→ **TESTO DEL DOCUMENTO**:

È sempre suggestivo il colpo d’occhio che la spianata archeologica di San Genesio offre il 25 agosto, quando all’imbrunire, complici gli ultimi barbagli vespertini, l’area si veste del respiro dei secoli. Per la Messa in onore del patrono principale di San Miniato e della diocesi, quest’anno è stato chiamato a celebrare monsignor Fausto Tardelli, attuale vescovo di Pistoia.
Singolare il fatto che fu proprio Tardelli, durante il suo episcopato sanminiatese, a inaugurare la tradizione delle celebrazioni liturgiche nell’area archeologica di Vico Wallari, proprio lì dove sono le origini patronimiche della nostra Chiesa Cattedrale di Santa Maria Assunta e – appunto – San Genesio. Anche quest’anno, al netto delle limitazioni e prudenze legate all’emergenza sanitaria, la gente non ha disertato questo appuntamento e il colpo d’occhio in notturna dell’assemblea dei fedeli in preghiera è stato ragguardevole.

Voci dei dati
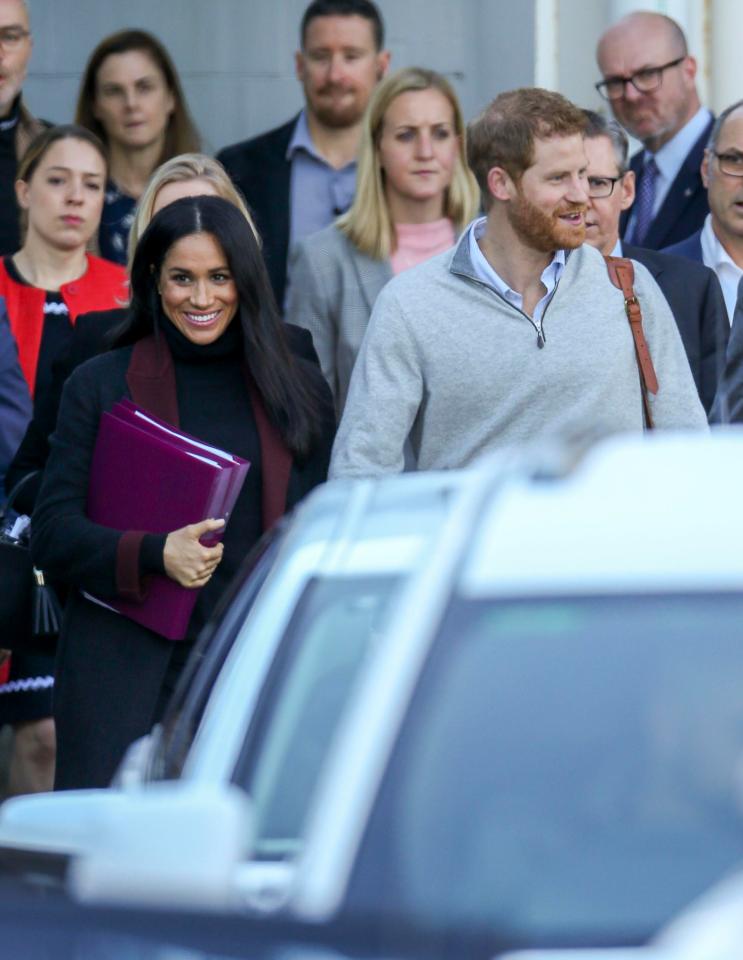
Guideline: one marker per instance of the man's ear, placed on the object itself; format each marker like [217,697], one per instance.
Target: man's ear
[299,65]
[21,193]
[689,69]
[500,184]
[627,184]
[705,169]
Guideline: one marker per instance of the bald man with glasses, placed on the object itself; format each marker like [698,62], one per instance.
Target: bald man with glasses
[649,80]
[691,289]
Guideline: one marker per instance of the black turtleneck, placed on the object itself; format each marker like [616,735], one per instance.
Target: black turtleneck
[10,234]
[214,406]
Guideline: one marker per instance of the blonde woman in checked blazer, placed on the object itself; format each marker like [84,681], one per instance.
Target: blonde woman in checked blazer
[414,195]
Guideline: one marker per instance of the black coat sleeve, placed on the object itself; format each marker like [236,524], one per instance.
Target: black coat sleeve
[728,406]
[89,338]
[715,331]
[64,543]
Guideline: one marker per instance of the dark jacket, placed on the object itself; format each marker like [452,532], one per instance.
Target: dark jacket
[15,399]
[261,171]
[110,671]
[728,406]
[694,295]
[685,206]
[691,248]
[89,338]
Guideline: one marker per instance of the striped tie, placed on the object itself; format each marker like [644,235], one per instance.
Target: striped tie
[645,201]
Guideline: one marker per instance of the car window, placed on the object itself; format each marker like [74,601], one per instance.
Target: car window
[184,712]
[567,769]
[330,633]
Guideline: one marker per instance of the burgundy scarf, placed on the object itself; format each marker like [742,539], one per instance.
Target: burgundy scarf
[151,381]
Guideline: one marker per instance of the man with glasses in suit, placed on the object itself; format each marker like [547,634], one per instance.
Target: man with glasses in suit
[719,243]
[17,126]
[649,81]
[691,289]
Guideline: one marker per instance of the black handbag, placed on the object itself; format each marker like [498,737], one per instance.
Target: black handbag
[30,611]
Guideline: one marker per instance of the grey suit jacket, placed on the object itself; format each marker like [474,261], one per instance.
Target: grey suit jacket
[332,289]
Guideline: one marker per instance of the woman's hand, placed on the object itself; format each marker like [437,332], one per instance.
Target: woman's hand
[186,560]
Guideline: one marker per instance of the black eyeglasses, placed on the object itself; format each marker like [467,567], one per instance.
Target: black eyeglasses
[644,81]
[12,37]
[601,187]
[730,163]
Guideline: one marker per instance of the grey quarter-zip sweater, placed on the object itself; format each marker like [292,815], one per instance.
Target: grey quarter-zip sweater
[450,365]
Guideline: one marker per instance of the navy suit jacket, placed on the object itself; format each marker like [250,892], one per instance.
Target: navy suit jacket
[685,206]
[15,400]
[691,248]
[695,297]
[728,407]
[261,171]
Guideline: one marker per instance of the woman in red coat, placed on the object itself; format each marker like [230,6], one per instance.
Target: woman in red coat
[47,284]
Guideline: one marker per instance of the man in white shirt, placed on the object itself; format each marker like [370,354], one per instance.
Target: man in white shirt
[719,243]
[649,81]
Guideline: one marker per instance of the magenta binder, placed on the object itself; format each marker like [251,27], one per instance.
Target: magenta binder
[127,410]
[154,478]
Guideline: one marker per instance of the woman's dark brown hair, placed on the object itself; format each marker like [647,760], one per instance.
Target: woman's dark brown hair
[36,150]
[292,401]
[181,135]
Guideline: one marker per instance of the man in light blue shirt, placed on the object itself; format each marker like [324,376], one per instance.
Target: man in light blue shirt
[299,177]
[649,81]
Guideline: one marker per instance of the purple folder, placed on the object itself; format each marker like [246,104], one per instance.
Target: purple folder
[127,410]
[146,475]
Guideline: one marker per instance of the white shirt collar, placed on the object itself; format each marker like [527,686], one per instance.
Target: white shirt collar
[715,256]
[671,156]
[550,275]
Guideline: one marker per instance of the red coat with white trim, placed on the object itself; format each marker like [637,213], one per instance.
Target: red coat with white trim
[101,287]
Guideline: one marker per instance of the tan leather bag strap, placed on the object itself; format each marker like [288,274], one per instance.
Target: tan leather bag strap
[622,275]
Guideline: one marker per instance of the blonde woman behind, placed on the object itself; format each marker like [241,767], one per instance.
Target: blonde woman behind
[414,195]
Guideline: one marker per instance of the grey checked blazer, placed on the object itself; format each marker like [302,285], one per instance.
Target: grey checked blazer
[332,289]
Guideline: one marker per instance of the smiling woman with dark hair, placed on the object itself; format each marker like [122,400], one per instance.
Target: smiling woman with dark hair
[205,335]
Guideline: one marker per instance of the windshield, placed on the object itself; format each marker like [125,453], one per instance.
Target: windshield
[569,770]
[330,633]
[186,708]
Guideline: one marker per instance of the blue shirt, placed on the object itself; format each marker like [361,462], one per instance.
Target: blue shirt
[485,272]
[319,192]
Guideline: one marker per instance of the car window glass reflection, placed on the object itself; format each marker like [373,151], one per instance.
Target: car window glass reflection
[566,767]
[331,632]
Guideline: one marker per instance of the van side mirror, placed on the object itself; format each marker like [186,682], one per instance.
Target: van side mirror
[173,845]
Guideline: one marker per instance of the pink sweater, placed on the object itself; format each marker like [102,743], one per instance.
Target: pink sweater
[417,242]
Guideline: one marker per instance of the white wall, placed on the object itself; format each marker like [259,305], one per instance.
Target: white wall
[235,57]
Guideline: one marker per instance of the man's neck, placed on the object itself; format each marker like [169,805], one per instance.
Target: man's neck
[7,110]
[653,144]
[337,145]
[131,169]
[731,244]
[517,264]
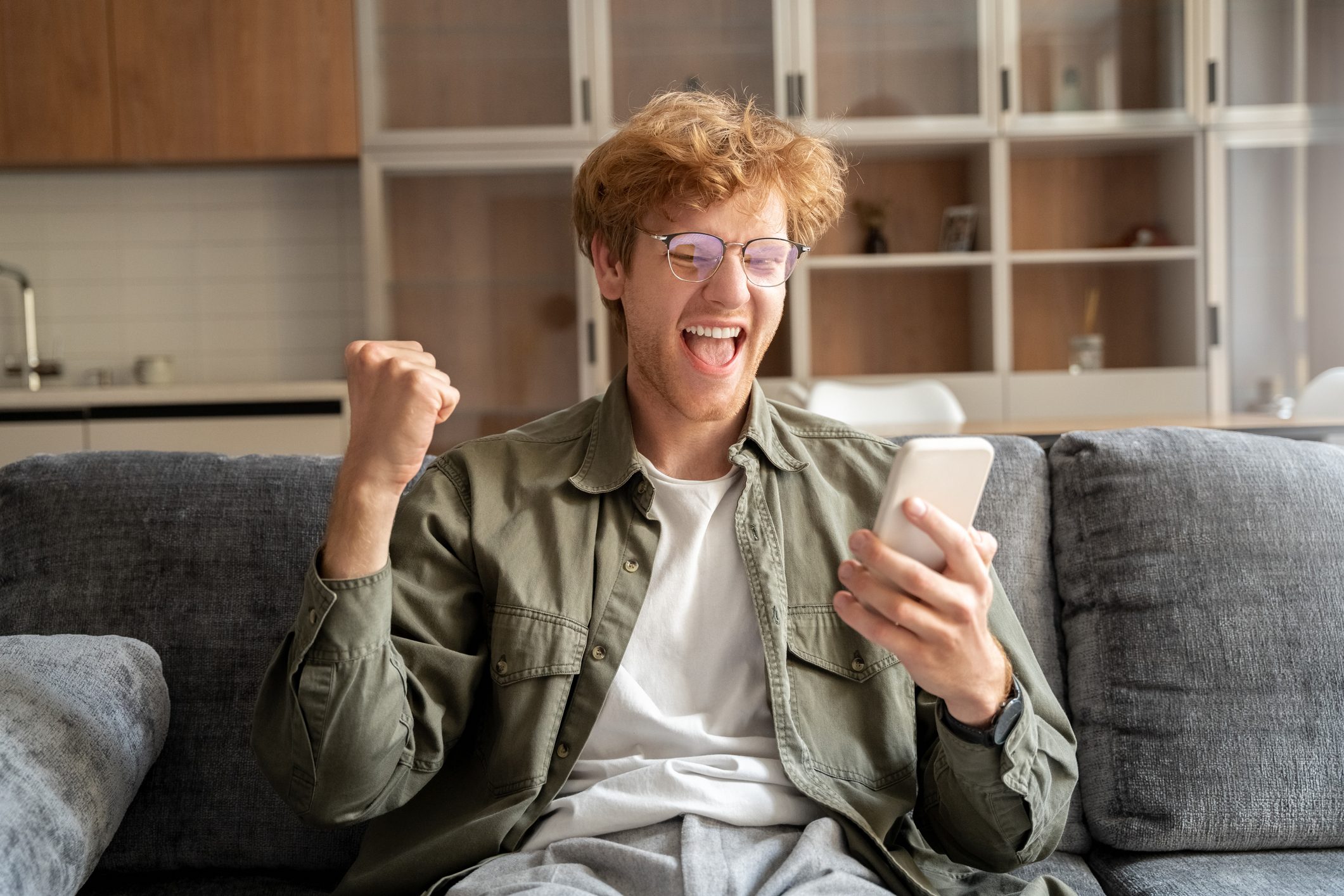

→ **COMPITI DELL'ESERCIZIO**:
- a) Rispondi alle domande seguenti sul testo della Messa di San Genesio.
(i) In quale giorno si celebra la Messa nella spianata archeologica di San Genesio?
(ii) Di quale città è attualmente vescovo monsignor Fausto Tardelli?
(iii) In quale area archeologica Tardelli inaugurò la tradizione delle celebrazioni liturgiche?
- b) Prosegui il testo sulla Messa di San Genesio a partire dall'ultima frase.

→ **RISPOSTE NUMERATE**:
- a)
(i) Il 25 agosto.
(ii) Di Pistoia.
(iii) Nell'area archeologica di Vico Wallari.

- b)
Il nostro vescovo Andrea ha voluto la presenza del suo predecessore Tardelli, come raccordo simbolico in avvicinamento al giubileo diocesano che inizierà il 5 dicembre 2022. In quest’ottica, per il 25 agosto del prossimo anno, è prevista la presenza nell’area archeologica tra La Scala e Ponte a Elsa anche di monsignor Paolo Giulietti, arcivescovo di quella Lucca sotto la cui giurisdizione episcopale Vico Wallari-San Genesio e San Miniato sono rimaste fino al 1622.
Nella sua omelia il vescovo Fausto ha intessuto una meditazione sulle letture liturgiche dal proprio dei martiri, richiamando in filigrana la figura di Genesio che, al di là dei contorni impalpabili della figura storica, ci racconta di un uomo che ha dato la vita per il vangelo: «Questo è quello che conta: un testimone che ha dato la vita per Cristo e che ancora oggi ci dà lezioni utili per la nostra vita cristiana». «Le letture ascoltate ci invitano – ha proseguito poi Tardelli – a tre forme di consapevolezza.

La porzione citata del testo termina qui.